### RECORDS SHOWN
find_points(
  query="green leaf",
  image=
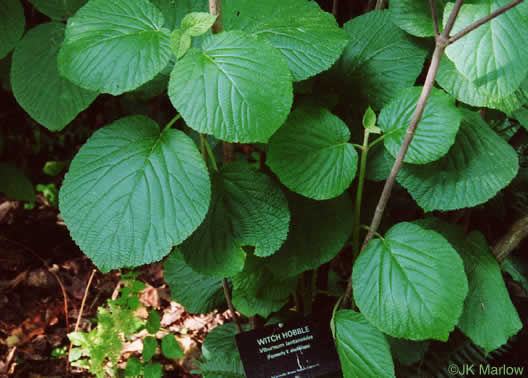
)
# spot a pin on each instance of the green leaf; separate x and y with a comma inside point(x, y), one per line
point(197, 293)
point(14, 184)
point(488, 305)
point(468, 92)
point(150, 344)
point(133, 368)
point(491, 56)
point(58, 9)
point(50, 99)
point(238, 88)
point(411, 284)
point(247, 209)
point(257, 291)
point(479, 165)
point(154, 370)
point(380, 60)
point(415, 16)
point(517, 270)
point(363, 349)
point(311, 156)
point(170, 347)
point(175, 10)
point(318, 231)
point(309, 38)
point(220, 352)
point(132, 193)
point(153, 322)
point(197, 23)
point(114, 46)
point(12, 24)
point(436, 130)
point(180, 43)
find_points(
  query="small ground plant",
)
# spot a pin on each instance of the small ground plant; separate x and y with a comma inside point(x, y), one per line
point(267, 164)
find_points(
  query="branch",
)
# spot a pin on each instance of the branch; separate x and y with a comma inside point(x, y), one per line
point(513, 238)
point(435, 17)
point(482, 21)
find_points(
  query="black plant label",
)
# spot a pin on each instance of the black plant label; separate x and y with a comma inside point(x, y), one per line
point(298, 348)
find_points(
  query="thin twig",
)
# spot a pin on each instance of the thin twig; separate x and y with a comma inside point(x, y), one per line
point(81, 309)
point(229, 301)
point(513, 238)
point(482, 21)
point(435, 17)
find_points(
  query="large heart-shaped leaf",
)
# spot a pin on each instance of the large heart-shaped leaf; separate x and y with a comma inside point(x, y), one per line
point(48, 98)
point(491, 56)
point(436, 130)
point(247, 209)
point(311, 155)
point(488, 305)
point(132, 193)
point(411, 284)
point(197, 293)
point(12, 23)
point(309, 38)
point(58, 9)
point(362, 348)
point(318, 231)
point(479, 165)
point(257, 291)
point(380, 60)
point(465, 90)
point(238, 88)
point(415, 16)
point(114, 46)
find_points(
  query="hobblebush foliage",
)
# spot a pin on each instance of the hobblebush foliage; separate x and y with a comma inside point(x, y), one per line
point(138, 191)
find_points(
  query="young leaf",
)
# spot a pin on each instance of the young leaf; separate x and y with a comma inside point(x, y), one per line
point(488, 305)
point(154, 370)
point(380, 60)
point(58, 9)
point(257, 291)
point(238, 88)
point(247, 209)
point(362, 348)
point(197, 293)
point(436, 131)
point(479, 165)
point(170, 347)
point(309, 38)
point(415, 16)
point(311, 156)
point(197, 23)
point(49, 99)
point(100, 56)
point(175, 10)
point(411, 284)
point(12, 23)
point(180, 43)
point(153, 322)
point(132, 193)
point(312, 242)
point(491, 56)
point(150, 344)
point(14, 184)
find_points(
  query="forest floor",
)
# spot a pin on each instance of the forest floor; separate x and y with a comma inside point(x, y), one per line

### TASK DETAILS
From start to finish, output the listing exactly, but omit its pictures.

### TASK ANSWER
find_points(
  query="green leaf",
  image=
)
# spot a pin on each instance of the green leaf; separate x and y with a comma inside point(x, y), one per line
point(197, 293)
point(14, 184)
point(488, 305)
point(468, 92)
point(150, 344)
point(133, 368)
point(491, 56)
point(58, 9)
point(50, 99)
point(238, 88)
point(411, 284)
point(247, 209)
point(257, 291)
point(479, 165)
point(154, 370)
point(380, 60)
point(415, 16)
point(517, 270)
point(363, 349)
point(311, 156)
point(170, 347)
point(175, 10)
point(318, 231)
point(309, 38)
point(220, 352)
point(132, 193)
point(153, 322)
point(197, 23)
point(114, 46)
point(12, 24)
point(436, 130)
point(180, 43)
find_points(
  query="small ground plant",
)
# spot a pin on each instance of the small ground plant; separate x and y with a comma inside point(x, y), one per line
point(267, 164)
find_points(
  query="branch",
)
# spot a pin on each instance of the branch; separate x and y with a comma inside point(x, y), one per line
point(513, 238)
point(435, 17)
point(482, 21)
find_points(
  query="black plant label",
)
# spot a pin on each instance of the black plant label; separate x and y with a comma inside point(x, y), one per line
point(298, 348)
find_points(
  query="thin twig",
)
# spot a pin on each instance of the thin twig; separate x and y with a comma inside point(x, y), one per line
point(81, 309)
point(229, 301)
point(513, 238)
point(482, 21)
point(435, 17)
find_points(
  query="large heart-shaped leaf",
)
# spot a pin on each instance of the large heart-shaped leaf; separate x and y with a comma inside point(x, y), one per line
point(48, 98)
point(491, 56)
point(436, 130)
point(247, 209)
point(311, 155)
point(488, 305)
point(132, 193)
point(411, 284)
point(197, 293)
point(12, 23)
point(309, 38)
point(58, 9)
point(362, 348)
point(318, 231)
point(479, 165)
point(257, 291)
point(380, 60)
point(465, 90)
point(238, 88)
point(415, 16)
point(114, 46)
find_points(
  query="hobblebush foliage",
)
# spot a pin on each instance of the hobblebush foliage; separate x and y with a comma inside point(x, y), one per line
point(138, 191)
find_points(
  query="young leaf",
)
# spot a pin on each instance of the young leaf; separate x and y with a comma inside point(x, y), one per line
point(488, 305)
point(154, 370)
point(380, 60)
point(58, 9)
point(257, 291)
point(238, 88)
point(247, 209)
point(362, 348)
point(197, 293)
point(436, 131)
point(479, 165)
point(170, 347)
point(309, 38)
point(415, 16)
point(311, 156)
point(197, 23)
point(49, 99)
point(100, 56)
point(175, 10)
point(411, 284)
point(12, 23)
point(180, 43)
point(153, 322)
point(132, 193)
point(312, 242)
point(491, 56)
point(150, 344)
point(14, 184)
find_points(
  query="forest floor",
)
# spot a pin on each instance of the forest floor; separate x and y with a comma inside point(x, y), one per line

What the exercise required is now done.